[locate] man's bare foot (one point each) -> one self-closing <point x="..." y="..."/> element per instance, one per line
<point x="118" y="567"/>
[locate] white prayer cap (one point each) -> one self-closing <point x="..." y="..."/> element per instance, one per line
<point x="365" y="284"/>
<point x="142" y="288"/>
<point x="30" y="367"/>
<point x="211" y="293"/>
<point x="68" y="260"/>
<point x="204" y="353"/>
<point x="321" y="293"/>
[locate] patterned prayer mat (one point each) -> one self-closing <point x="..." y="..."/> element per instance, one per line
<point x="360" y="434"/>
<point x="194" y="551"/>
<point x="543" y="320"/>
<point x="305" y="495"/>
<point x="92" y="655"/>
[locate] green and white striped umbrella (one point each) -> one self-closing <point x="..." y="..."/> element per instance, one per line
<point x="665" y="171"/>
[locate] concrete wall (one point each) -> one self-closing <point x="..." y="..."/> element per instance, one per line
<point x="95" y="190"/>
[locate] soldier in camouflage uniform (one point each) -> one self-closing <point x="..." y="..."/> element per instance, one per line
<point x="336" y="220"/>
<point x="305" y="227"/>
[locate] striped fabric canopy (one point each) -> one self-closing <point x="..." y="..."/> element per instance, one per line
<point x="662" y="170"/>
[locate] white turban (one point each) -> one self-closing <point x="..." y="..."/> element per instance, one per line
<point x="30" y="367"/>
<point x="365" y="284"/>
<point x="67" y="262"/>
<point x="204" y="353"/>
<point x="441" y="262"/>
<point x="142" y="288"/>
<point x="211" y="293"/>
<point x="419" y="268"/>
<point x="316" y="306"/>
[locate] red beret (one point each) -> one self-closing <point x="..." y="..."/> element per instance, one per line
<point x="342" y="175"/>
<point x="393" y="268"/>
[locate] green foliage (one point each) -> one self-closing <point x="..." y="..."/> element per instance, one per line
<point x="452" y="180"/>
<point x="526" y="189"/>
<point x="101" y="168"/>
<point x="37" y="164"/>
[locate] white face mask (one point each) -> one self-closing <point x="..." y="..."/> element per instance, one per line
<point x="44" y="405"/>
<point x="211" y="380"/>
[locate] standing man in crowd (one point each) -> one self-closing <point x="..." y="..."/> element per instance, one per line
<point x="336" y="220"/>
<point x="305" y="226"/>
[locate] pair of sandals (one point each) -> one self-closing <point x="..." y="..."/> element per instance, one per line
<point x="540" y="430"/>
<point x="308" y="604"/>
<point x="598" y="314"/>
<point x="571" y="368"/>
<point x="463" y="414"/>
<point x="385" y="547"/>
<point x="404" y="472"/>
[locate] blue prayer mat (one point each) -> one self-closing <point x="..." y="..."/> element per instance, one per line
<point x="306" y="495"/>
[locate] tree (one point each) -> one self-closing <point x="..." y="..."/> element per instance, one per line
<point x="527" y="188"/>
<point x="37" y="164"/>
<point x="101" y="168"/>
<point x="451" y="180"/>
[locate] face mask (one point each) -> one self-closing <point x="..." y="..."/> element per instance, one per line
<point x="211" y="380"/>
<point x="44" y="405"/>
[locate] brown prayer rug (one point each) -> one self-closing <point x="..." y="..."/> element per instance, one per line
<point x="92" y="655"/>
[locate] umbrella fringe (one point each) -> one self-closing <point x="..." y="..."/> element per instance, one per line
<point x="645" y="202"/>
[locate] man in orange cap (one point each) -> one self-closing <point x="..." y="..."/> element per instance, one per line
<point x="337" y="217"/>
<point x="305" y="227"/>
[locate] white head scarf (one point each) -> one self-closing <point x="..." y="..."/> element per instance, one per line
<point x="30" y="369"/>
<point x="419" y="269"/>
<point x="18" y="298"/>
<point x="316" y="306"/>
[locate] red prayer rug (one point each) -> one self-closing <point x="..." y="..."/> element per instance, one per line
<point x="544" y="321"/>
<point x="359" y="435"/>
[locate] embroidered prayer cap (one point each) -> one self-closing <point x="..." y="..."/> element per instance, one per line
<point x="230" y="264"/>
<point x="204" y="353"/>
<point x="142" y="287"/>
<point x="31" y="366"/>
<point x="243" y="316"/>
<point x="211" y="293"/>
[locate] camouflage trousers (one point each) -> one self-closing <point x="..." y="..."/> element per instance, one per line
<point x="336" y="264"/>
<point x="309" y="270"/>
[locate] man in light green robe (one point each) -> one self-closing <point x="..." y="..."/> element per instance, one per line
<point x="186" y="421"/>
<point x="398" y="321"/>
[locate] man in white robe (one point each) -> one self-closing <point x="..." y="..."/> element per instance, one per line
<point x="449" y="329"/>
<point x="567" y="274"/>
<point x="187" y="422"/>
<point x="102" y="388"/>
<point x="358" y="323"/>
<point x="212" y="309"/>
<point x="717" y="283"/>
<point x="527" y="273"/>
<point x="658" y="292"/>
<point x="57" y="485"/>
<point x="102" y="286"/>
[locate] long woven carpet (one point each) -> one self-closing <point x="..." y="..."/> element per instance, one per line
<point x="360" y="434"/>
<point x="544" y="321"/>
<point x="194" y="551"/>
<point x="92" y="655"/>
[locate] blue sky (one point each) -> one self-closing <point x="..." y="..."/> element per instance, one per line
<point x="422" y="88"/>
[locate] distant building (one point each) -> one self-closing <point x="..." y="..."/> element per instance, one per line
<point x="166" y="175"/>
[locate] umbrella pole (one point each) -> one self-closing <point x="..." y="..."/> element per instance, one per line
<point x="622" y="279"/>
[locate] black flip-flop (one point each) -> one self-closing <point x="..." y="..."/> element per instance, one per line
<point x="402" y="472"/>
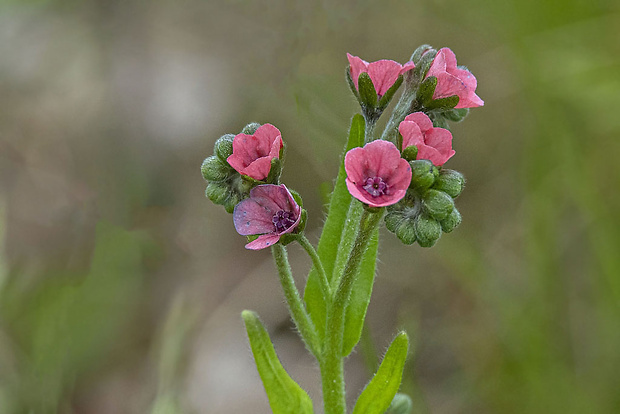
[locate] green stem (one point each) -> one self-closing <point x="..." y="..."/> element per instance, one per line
<point x="293" y="299"/>
<point x="318" y="265"/>
<point x="331" y="363"/>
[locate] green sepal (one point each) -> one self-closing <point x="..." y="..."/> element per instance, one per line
<point x="217" y="192"/>
<point x="366" y="90"/>
<point x="451" y="222"/>
<point x="223" y="146"/>
<point x="340" y="201"/>
<point x="423" y="174"/>
<point x="214" y="169"/>
<point x="451" y="182"/>
<point x="442" y="103"/>
<point x="284" y="394"/>
<point x="427" y="230"/>
<point x="437" y="204"/>
<point x="274" y="172"/>
<point x="380" y="391"/>
<point x="455" y="115"/>
<point x="410" y="153"/>
<point x="351" y="83"/>
<point x="426" y="91"/>
<point x="401" y="404"/>
<point x="389" y="94"/>
<point x="250" y="128"/>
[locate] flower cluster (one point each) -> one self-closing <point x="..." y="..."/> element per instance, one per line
<point x="403" y="170"/>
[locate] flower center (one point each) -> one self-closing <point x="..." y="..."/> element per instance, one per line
<point x="283" y="220"/>
<point x="375" y="186"/>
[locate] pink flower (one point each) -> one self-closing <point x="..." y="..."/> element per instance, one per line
<point x="270" y="211"/>
<point x="252" y="154"/>
<point x="434" y="144"/>
<point x="453" y="81"/>
<point x="376" y="174"/>
<point x="383" y="73"/>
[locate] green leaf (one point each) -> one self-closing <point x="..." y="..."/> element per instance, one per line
<point x="360" y="297"/>
<point x="332" y="232"/>
<point x="380" y="391"/>
<point x="285" y="396"/>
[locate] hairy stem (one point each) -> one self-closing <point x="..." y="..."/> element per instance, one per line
<point x="293" y="299"/>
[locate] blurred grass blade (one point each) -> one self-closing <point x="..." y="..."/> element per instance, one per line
<point x="360" y="297"/>
<point x="285" y="396"/>
<point x="332" y="232"/>
<point x="380" y="391"/>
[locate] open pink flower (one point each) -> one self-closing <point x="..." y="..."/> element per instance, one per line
<point x="434" y="144"/>
<point x="270" y="211"/>
<point x="376" y="173"/>
<point x="252" y="154"/>
<point x="383" y="73"/>
<point x="453" y="81"/>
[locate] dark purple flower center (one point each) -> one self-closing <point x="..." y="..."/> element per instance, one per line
<point x="283" y="220"/>
<point x="375" y="186"/>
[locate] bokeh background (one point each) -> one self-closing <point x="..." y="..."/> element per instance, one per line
<point x="121" y="286"/>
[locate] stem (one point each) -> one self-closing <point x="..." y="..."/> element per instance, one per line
<point x="300" y="316"/>
<point x="316" y="261"/>
<point x="331" y="360"/>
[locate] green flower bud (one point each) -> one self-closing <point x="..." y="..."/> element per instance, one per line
<point x="406" y="231"/>
<point x="450" y="182"/>
<point x="427" y="230"/>
<point x="437" y="204"/>
<point x="410" y="153"/>
<point x="223" y="146"/>
<point x="250" y="128"/>
<point x="393" y="220"/>
<point x="217" y="192"/>
<point x="451" y="222"/>
<point x="401" y="404"/>
<point x="423" y="174"/>
<point x="214" y="169"/>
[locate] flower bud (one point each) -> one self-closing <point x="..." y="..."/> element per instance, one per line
<point x="451" y="222"/>
<point x="437" y="204"/>
<point x="214" y="169"/>
<point x="217" y="192"/>
<point x="410" y="153"/>
<point x="427" y="230"/>
<point x="401" y="404"/>
<point x="424" y="174"/>
<point x="250" y="128"/>
<point x="406" y="231"/>
<point x="223" y="146"/>
<point x="450" y="182"/>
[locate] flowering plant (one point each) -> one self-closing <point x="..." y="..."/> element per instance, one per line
<point x="397" y="178"/>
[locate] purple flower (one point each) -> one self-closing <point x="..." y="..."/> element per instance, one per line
<point x="271" y="211"/>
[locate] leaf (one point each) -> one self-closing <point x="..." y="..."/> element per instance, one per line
<point x="332" y="232"/>
<point x="285" y="396"/>
<point x="380" y="391"/>
<point x="360" y="297"/>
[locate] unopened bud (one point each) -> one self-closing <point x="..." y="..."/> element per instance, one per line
<point x="437" y="204"/>
<point x="217" y="192"/>
<point x="223" y="146"/>
<point x="214" y="169"/>
<point x="427" y="230"/>
<point x="450" y="181"/>
<point x="250" y="128"/>
<point x="451" y="222"/>
<point x="423" y="174"/>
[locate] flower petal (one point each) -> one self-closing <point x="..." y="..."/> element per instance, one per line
<point x="263" y="241"/>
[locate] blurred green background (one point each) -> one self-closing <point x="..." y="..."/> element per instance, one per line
<point x="121" y="286"/>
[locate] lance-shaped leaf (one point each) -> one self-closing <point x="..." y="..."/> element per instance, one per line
<point x="380" y="391"/>
<point x="331" y="237"/>
<point x="285" y="396"/>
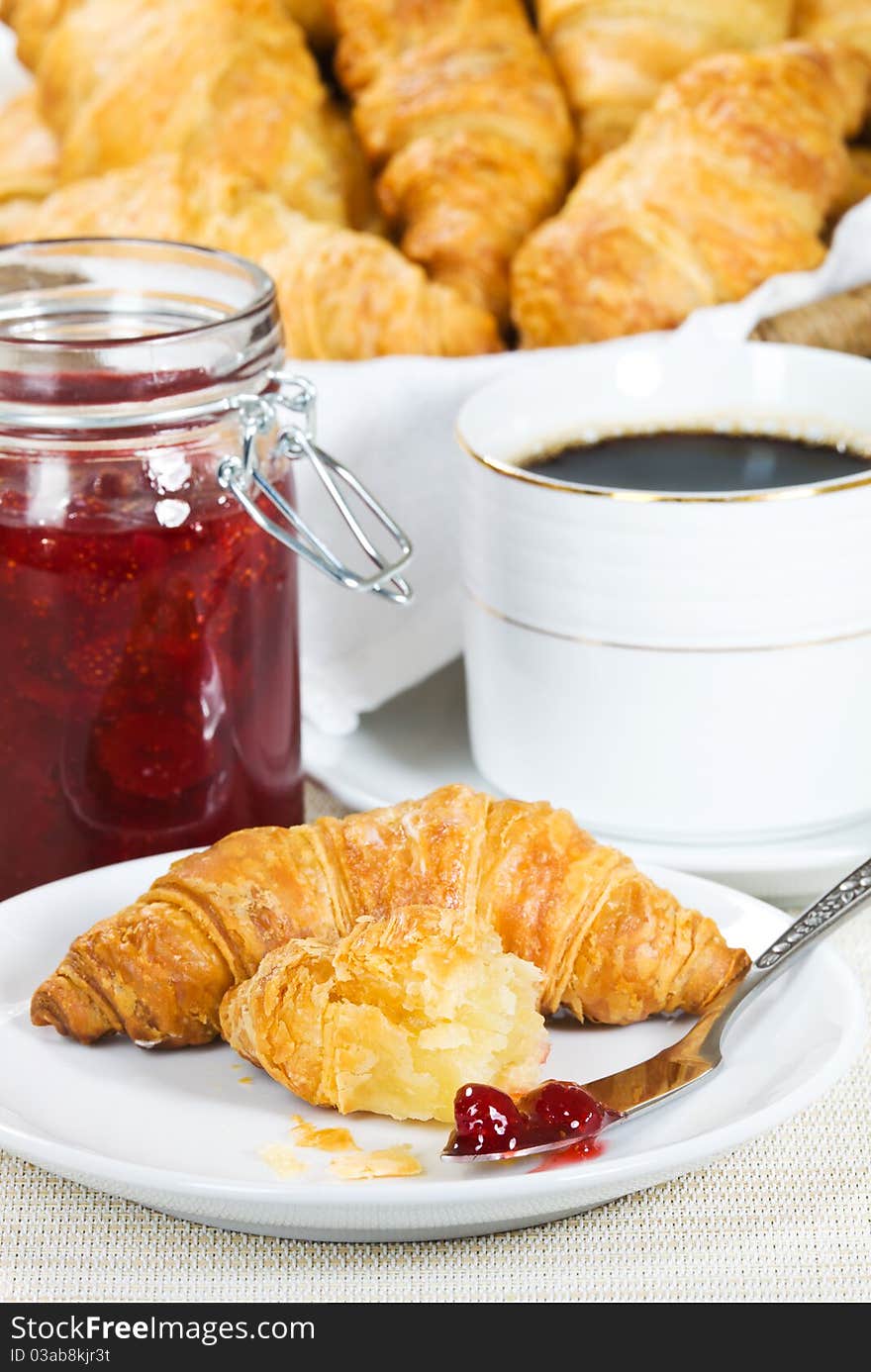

____

Task instructions
Retype, without any picture, exactly the lines from the one with "[locate] lance-shaped leaf" through the end of the entries, inclusive.

Written reply
[locate] lance-shaped leaf (one point each) -> one self-closing <point x="..." y="..."/> element per instance, one per line
<point x="380" y="391"/>
<point x="331" y="237"/>
<point x="285" y="396"/>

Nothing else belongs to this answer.